**** LISTED ENTRIES

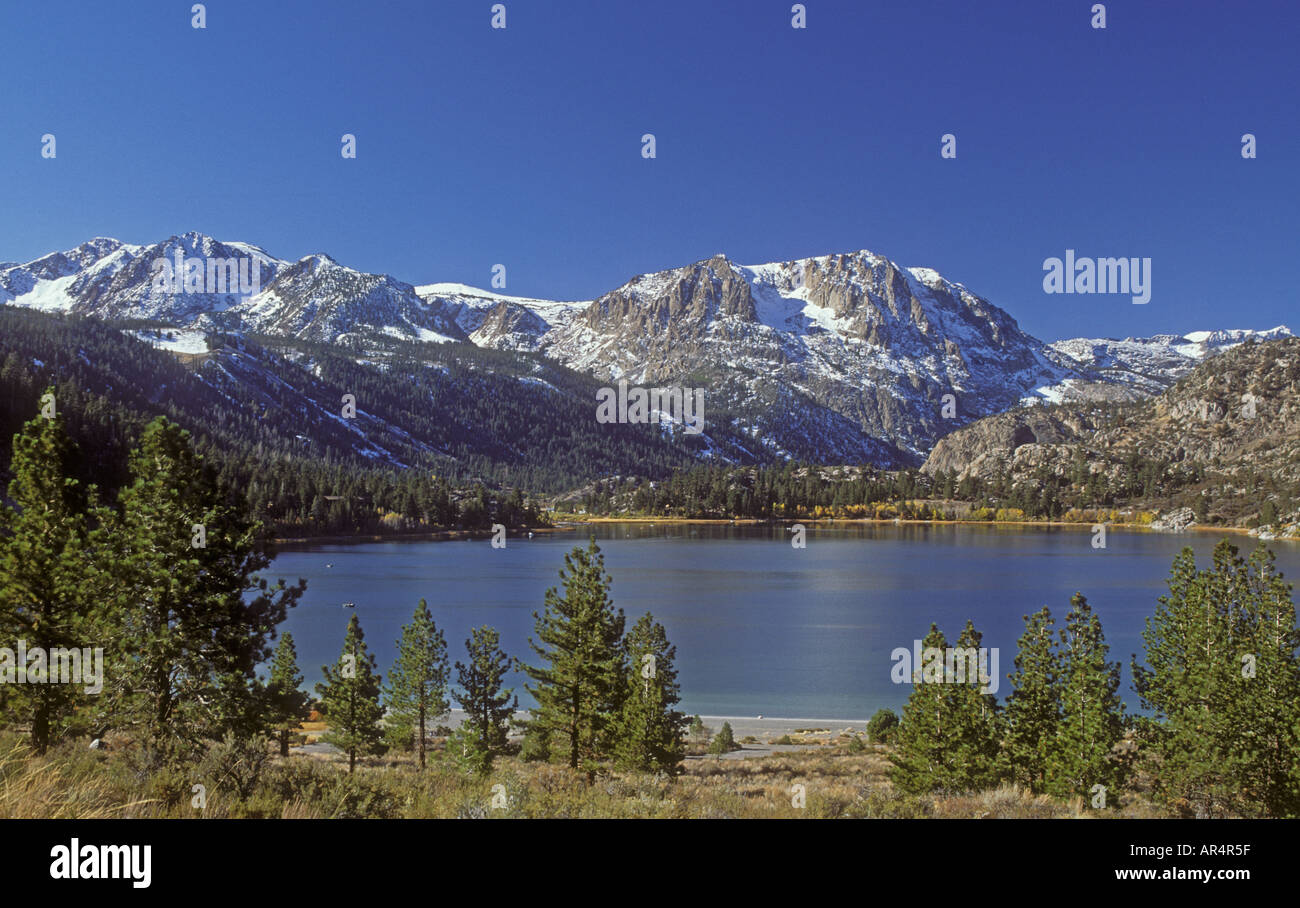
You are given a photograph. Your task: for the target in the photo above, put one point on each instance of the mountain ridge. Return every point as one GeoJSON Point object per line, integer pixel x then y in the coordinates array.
{"type": "Point", "coordinates": [835, 358]}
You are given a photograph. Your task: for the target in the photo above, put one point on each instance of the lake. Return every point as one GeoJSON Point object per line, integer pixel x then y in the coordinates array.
{"type": "Point", "coordinates": [761, 628]}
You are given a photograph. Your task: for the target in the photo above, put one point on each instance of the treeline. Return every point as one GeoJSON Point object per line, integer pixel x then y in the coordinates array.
{"type": "Point", "coordinates": [1221, 681]}
{"type": "Point", "coordinates": [797, 491]}
{"type": "Point", "coordinates": [605, 696]}
{"type": "Point", "coordinates": [151, 618]}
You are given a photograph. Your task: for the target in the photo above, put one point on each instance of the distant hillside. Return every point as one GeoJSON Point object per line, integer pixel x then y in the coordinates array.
{"type": "Point", "coordinates": [1223, 440]}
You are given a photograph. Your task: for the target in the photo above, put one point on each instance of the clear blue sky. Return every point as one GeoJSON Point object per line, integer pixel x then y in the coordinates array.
{"type": "Point", "coordinates": [523, 146]}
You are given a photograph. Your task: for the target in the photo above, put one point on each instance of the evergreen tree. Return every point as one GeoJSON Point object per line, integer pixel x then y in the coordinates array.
{"type": "Point", "coordinates": [1091, 712]}
{"type": "Point", "coordinates": [975, 730]}
{"type": "Point", "coordinates": [488, 707]}
{"type": "Point", "coordinates": [287, 703]}
{"type": "Point", "coordinates": [579, 691]}
{"type": "Point", "coordinates": [350, 697]}
{"type": "Point", "coordinates": [1222, 679]}
{"type": "Point", "coordinates": [51, 587]}
{"type": "Point", "coordinates": [417, 684]}
{"type": "Point", "coordinates": [1032, 716]}
{"type": "Point", "coordinates": [919, 757]}
{"type": "Point", "coordinates": [196, 619]}
{"type": "Point", "coordinates": [948, 736]}
{"type": "Point", "coordinates": [648, 735]}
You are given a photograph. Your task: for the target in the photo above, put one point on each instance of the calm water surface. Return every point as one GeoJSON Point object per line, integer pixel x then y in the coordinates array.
{"type": "Point", "coordinates": [759, 627]}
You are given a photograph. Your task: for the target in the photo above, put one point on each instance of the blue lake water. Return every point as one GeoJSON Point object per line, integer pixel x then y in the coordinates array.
{"type": "Point", "coordinates": [761, 627]}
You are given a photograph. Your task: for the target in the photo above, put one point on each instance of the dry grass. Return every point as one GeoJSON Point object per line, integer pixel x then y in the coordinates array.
{"type": "Point", "coordinates": [37, 787]}
{"type": "Point", "coordinates": [827, 782]}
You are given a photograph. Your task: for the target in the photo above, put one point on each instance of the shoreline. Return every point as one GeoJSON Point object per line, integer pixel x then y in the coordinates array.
{"type": "Point", "coordinates": [571, 524]}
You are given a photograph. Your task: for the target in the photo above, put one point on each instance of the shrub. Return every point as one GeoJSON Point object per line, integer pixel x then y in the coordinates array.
{"type": "Point", "coordinates": [883, 726]}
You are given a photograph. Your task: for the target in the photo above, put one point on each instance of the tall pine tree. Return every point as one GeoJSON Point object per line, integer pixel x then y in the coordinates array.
{"type": "Point", "coordinates": [1032, 714]}
{"type": "Point", "coordinates": [287, 703]}
{"type": "Point", "coordinates": [649, 731]}
{"type": "Point", "coordinates": [417, 684]}
{"type": "Point", "coordinates": [52, 593]}
{"type": "Point", "coordinates": [1091, 712]}
{"type": "Point", "coordinates": [196, 621]}
{"type": "Point", "coordinates": [1222, 678]}
{"type": "Point", "coordinates": [489, 707]}
{"type": "Point", "coordinates": [580, 688]}
{"type": "Point", "coordinates": [350, 697]}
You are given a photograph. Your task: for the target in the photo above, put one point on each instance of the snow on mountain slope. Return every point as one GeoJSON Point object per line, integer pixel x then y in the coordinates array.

********

#### WHAT YOU HAVE TO DO:
Take the listing above and print it exactly, apart from the pictures.

#### WORKED ANSWER:
You are given a photograph. Your task: for the target in the photo above, put one point on each instance of the mountain ridge. Return every point as one GeoJSON Point object per line, integer pixel x then y in the coordinates array.
{"type": "Point", "coordinates": [835, 358]}
You are given a photograph. Your task: for the target in the photo above, put one point on each instance of the lake. Return every point as one GeoJSON Point object per line, integer pixel x then y in the coordinates array.
{"type": "Point", "coordinates": [761, 628]}
You are given a photograph. Your task: for the target in the photo above, put one point on each instance of the treeline. Return every point as one GeoJSON Point object per line, integer pixel x then y in the coordinates array.
{"type": "Point", "coordinates": [1221, 681]}
{"type": "Point", "coordinates": [797, 491]}
{"type": "Point", "coordinates": [605, 696]}
{"type": "Point", "coordinates": [151, 618]}
You are given a photograph. Your task: for the target in the photo above, put one point on each instance of the distant hillside. Return every point as one GeoJSON Point object per line, integer pixel x then y in the coordinates array.
{"type": "Point", "coordinates": [1223, 440]}
You are given a photograph. Your task: for the target in the photo above, put one point on each instance of the clear blue sky. Return every point as one GeoJSON Point object per line, integer pixel x then y in the coordinates array.
{"type": "Point", "coordinates": [523, 146]}
You are given a photograph. Your task: for the target in the photo above, put one point on each instance of the evergreen tree. Return every point as one GeoJSON Point object per line, integer pixel x then y in the coordinates array.
{"type": "Point", "coordinates": [1091, 712]}
{"type": "Point", "coordinates": [975, 730]}
{"type": "Point", "coordinates": [488, 707]}
{"type": "Point", "coordinates": [287, 703]}
{"type": "Point", "coordinates": [579, 691]}
{"type": "Point", "coordinates": [350, 697]}
{"type": "Point", "coordinates": [1222, 679]}
{"type": "Point", "coordinates": [51, 587]}
{"type": "Point", "coordinates": [417, 684]}
{"type": "Point", "coordinates": [1032, 716]}
{"type": "Point", "coordinates": [919, 757]}
{"type": "Point", "coordinates": [196, 619]}
{"type": "Point", "coordinates": [948, 736]}
{"type": "Point", "coordinates": [648, 735]}
You are given a photograph. Your task: for the target in the photo above, put one point on each instance of the calm water surface. Return every point as one GeoJSON Point object per line, integer pixel x then y in the coordinates array.
{"type": "Point", "coordinates": [759, 627]}
You are given a photograph. Your task: for the target in the photo above, put one point on each instance of the blue lake water. Return every point as one GeoJSON Point object per line, integer pixel x then y in the coordinates array.
{"type": "Point", "coordinates": [761, 627]}
You are given a photograph. Your task: for the target in the photo above, put one point on each instance of the dry grass. Return every point as one GeoJSON Point object per line, integer pixel x then y in the coordinates array.
{"type": "Point", "coordinates": [37, 787]}
{"type": "Point", "coordinates": [827, 782]}
You are given a photograph. Your task: for the target in the photo above, put one point on each instance of the shoreline. Return every point as one GeoJSON Point object per line, integer pixel x then y in the coordinates array.
{"type": "Point", "coordinates": [571, 524]}
You are given a photograph. Your task: for the target in the photo above, put one point on each instance of the shrub. Return every point as one GeoJSON Point object per line, integer pixel x then y in the coordinates array.
{"type": "Point", "coordinates": [883, 726]}
You are given a photograph. Your task: for the target in the photo above, put one point on each instance of the tall pine tree. Return every point as one GeoJSON Point object per line, integer pixel x then y in the coordinates array.
{"type": "Point", "coordinates": [1032, 714]}
{"type": "Point", "coordinates": [287, 703]}
{"type": "Point", "coordinates": [649, 731]}
{"type": "Point", "coordinates": [417, 684]}
{"type": "Point", "coordinates": [52, 593]}
{"type": "Point", "coordinates": [1091, 712]}
{"type": "Point", "coordinates": [196, 621]}
{"type": "Point", "coordinates": [1222, 678]}
{"type": "Point", "coordinates": [489, 707]}
{"type": "Point", "coordinates": [580, 688]}
{"type": "Point", "coordinates": [350, 697]}
You are given a photograph. Your task: for the target in the photo above, put one point on each instance of the snow on mountain slope. Return every point as one GeoJSON Point object per line, integer pixel x then y in the coordinates array.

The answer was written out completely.